──────── Data section

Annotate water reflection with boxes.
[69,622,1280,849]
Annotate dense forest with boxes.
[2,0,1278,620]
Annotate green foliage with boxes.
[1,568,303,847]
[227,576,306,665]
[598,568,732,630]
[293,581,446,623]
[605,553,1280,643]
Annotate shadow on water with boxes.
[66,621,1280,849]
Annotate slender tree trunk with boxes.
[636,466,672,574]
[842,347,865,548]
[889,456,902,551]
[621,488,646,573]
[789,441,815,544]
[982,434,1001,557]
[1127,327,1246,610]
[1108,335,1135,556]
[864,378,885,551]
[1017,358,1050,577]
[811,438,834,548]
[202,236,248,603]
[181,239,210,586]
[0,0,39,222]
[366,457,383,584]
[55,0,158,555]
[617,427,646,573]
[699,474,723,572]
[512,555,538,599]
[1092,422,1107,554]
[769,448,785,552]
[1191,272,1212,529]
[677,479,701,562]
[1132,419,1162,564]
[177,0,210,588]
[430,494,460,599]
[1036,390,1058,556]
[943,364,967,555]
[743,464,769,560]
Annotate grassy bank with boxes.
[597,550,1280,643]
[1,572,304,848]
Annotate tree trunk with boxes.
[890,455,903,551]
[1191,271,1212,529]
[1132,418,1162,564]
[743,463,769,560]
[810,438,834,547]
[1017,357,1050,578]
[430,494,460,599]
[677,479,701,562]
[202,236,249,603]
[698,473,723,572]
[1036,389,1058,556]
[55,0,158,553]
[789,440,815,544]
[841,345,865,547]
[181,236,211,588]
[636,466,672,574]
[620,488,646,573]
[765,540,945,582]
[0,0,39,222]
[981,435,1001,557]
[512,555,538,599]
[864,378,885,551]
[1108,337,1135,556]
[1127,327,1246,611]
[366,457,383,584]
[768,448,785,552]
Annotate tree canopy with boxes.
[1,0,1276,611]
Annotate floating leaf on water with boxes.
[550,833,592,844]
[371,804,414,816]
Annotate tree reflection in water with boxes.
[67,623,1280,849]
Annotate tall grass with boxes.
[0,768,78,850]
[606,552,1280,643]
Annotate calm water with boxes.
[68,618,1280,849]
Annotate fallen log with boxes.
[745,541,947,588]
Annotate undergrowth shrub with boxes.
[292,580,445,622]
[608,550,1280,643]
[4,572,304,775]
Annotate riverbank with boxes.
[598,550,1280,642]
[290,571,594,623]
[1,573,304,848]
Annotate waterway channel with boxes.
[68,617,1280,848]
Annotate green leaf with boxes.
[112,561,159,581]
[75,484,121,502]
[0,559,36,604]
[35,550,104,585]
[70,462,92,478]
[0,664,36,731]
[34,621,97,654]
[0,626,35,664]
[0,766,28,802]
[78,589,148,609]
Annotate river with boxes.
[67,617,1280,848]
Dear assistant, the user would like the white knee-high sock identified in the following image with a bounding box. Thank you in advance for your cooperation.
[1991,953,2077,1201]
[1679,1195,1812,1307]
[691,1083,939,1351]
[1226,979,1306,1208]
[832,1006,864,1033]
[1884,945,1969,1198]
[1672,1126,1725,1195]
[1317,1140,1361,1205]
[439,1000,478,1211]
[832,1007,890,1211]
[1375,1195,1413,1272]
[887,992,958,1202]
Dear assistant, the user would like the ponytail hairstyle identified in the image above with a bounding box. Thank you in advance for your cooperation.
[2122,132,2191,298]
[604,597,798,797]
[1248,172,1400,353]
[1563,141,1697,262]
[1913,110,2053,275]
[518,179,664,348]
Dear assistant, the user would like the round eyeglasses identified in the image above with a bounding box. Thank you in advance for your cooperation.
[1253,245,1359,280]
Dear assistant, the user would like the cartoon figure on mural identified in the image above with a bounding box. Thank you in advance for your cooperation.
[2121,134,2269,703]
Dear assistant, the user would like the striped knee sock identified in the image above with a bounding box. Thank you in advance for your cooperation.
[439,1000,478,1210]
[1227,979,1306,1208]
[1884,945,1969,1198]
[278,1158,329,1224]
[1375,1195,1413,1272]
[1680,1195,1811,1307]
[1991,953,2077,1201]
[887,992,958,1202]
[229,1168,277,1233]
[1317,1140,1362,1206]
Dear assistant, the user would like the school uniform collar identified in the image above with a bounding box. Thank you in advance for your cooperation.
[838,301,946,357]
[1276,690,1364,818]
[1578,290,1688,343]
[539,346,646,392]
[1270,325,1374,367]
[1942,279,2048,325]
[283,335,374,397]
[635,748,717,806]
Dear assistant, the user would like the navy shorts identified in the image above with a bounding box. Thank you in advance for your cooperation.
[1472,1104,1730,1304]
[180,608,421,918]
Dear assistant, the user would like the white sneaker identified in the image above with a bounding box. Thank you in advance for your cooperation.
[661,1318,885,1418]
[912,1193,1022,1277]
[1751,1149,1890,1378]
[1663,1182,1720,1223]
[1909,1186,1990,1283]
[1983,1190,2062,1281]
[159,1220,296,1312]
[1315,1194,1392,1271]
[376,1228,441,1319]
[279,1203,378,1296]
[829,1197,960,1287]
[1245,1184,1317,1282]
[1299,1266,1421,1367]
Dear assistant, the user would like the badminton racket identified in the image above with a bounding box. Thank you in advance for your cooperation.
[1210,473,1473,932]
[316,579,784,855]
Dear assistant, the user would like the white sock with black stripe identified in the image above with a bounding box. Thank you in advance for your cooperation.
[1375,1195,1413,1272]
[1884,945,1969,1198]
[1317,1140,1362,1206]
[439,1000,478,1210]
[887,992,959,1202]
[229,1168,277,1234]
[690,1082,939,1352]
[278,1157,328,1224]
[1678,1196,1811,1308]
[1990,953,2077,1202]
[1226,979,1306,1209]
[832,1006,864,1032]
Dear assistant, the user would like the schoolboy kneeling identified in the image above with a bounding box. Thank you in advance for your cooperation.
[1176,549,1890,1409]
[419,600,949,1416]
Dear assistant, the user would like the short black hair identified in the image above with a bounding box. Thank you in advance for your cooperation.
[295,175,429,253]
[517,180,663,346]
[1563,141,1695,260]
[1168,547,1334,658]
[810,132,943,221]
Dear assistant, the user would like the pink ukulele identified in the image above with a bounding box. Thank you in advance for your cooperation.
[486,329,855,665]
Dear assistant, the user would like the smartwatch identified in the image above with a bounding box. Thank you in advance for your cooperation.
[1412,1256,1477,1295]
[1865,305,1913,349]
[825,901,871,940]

────────────────

Task to carry out: Without skipping a line, print the listing once more exactly.

Answer to this task:
Annotate water reflection with boxes.
[69,622,1280,849]
Annotate dense forest with boxes.
[2,0,1278,620]
Annotate green foliage with boxes.
[1,568,303,847]
[227,576,306,665]
[598,568,732,630]
[293,581,446,623]
[605,553,1280,643]
Annotate shadow on water with boxes.
[66,621,1280,849]
Annotate slender tree trunk with boxes.
[636,466,672,574]
[842,347,865,548]
[889,456,902,551]
[621,488,646,573]
[789,441,815,544]
[982,434,1001,557]
[1127,327,1246,610]
[1108,335,1135,556]
[864,378,885,551]
[1017,358,1050,577]
[811,438,834,548]
[202,236,248,603]
[181,239,210,586]
[0,0,39,222]
[366,457,383,584]
[55,0,158,555]
[617,427,646,573]
[699,474,723,572]
[512,555,538,599]
[1092,422,1107,554]
[769,448,785,552]
[1191,272,1212,529]
[677,479,701,562]
[1132,419,1162,564]
[177,0,210,588]
[430,494,460,599]
[1036,390,1058,556]
[943,364,967,555]
[743,464,769,560]
Annotate grassy bank with boxes.
[597,550,1280,643]
[1,572,304,848]
Annotate tree trunk with boxes.
[890,455,903,551]
[1191,271,1212,529]
[1132,418,1162,564]
[743,463,769,560]
[810,438,834,547]
[1017,357,1050,578]
[430,494,460,599]
[677,479,701,562]
[202,236,249,603]
[698,473,723,572]
[1036,389,1058,556]
[55,0,158,553]
[789,440,815,544]
[841,345,865,547]
[181,236,211,588]
[636,466,672,574]
[620,488,646,573]
[765,540,945,582]
[0,0,39,222]
[981,435,1001,557]
[512,555,538,599]
[864,378,885,551]
[1108,337,1135,556]
[1127,327,1246,611]
[366,457,383,584]
[768,448,785,552]
Annotate tree canopy with boxes.
[1,0,1276,611]
Annotate floating leaf on water with boxes.
[550,833,592,844]
[371,804,414,816]
Annotate tree reflection in water with boxes.
[67,623,1280,849]
Annotate tall grass with boxes.
[0,768,78,850]
[606,552,1280,643]
Annotate calm water with boxes.
[68,618,1280,849]
Annotate fallen log with boxes.
[745,541,947,588]
Annotate undergrowth shrub with boxes.
[292,580,445,622]
[608,550,1280,643]
[4,572,304,775]
Annotate riverbank with boxes.
[598,550,1280,642]
[290,571,594,623]
[1,573,304,848]
Annotate waterway channel with boxes.
[68,617,1280,848]
Annotate green leaf with boxes.
[112,561,159,581]
[75,484,121,502]
[0,559,36,604]
[35,550,104,585]
[70,462,92,478]
[0,664,36,731]
[34,621,97,654]
[0,626,35,664]
[0,766,28,802]
[78,589,148,609]
Annotate river with boxes.
[67,617,1280,848]
Dear assistant, the user would like the white knee-high sock identified in the following image with a bounding box. Thank you in advance for your cooperation.
[1991,953,2077,1201]
[1679,1195,1812,1307]
[691,1083,939,1351]
[1226,979,1306,1208]
[832,1006,864,1033]
[1884,945,1969,1198]
[1672,1126,1725,1195]
[1317,1140,1361,1205]
[439,1000,478,1211]
[832,1007,890,1211]
[1375,1195,1413,1272]
[887,992,958,1202]
Dear assistant, the user would like the ponytail hairstyle identified in the image above with a bounding box. Thank you in advance for your cooperation.
[2122,132,2191,298]
[604,597,798,797]
[1248,172,1400,353]
[1563,141,1697,262]
[1913,110,2053,275]
[518,179,664,348]
Dear assistant, the user would like the round eyeglasses identified in the image above with a bounding box. Thank you in advance for your cooperation.
[1253,245,1359,280]
Dear assistant, the user would like the cartoon figure on mural identified in the image above with a bounding box. Thank you in advance for your cooperation.
[2121,134,2269,703]
Dear assistant, the user would like the striped knee sock identified in the image above with a bounding box. Thank you in advance for your cooperation.
[439,1000,478,1210]
[1227,979,1306,1208]
[1884,945,1969,1198]
[278,1158,329,1224]
[1375,1195,1413,1272]
[1680,1195,1811,1307]
[1991,953,2077,1201]
[887,992,958,1202]
[229,1168,277,1233]
[1317,1140,1362,1206]
Dear assistant, the user would like the school uniform collar identified in the image above with a bounding box. Thank you in advance for your cooperation.
[838,301,946,357]
[1276,690,1364,818]
[1578,290,1688,343]
[539,346,646,392]
[1270,325,1374,367]
[1942,279,2048,325]
[283,335,374,397]
[635,748,717,806]
Dear assistant, the user would like the navy shorts identified in the image above with a bounding box. Thank you in advance for your cooperation.
[1472,1104,1730,1304]
[180,608,421,918]
Dear assistant, the user would like the white sneaker identified in the image above with a bounding box. Thank you in advance for your cooperation.
[661,1318,885,1418]
[912,1193,1022,1277]
[1751,1149,1890,1378]
[1663,1182,1720,1223]
[1909,1186,1990,1283]
[1983,1190,2062,1281]
[159,1220,296,1312]
[1315,1194,1392,1271]
[376,1228,441,1319]
[279,1203,378,1296]
[829,1197,960,1287]
[1245,1184,1317,1282]
[1299,1266,1421,1367]
Dear assistant, the user would like the badminton racket identified in the image above with a bounding box. Thank you in advance for your cooperation.
[1210,473,1473,932]
[316,579,784,855]
Dear assistant, the user would like the white sock with black stripe identified in the image above with a bounding box. Thank you in advance for your cooperation.
[1375,1195,1413,1272]
[1884,945,1969,1198]
[1317,1140,1362,1206]
[439,1000,478,1210]
[887,992,959,1202]
[229,1168,277,1234]
[690,1082,939,1352]
[278,1157,328,1224]
[1678,1196,1811,1308]
[1990,953,2077,1202]
[1226,979,1306,1209]
[832,1006,864,1032]
Dear assistant, the user would like the schoolboy kneeling identified in the image above with a bounding box. Thank you in advance for your cooperation.
[1176,549,1890,1409]
[419,600,949,1416]
Dear assistant, the user would like the short black hair identified in the image above with a bounding box. Thank you in advance for your cooperation.
[295,175,429,253]
[517,180,663,346]
[1563,141,1695,260]
[1168,547,1334,658]
[810,132,943,221]
Dear assistant, the user would like the pink ukulele identified in the image above with a bounding box. Thank you in advance for your cooperation.
[486,329,855,665]
Dear assistant, the user would like the smartwatch identified in the image above with a bounding box. Thank you in advance for your cooperation.
[1412,1256,1477,1295]
[1865,305,1913,349]
[825,901,871,940]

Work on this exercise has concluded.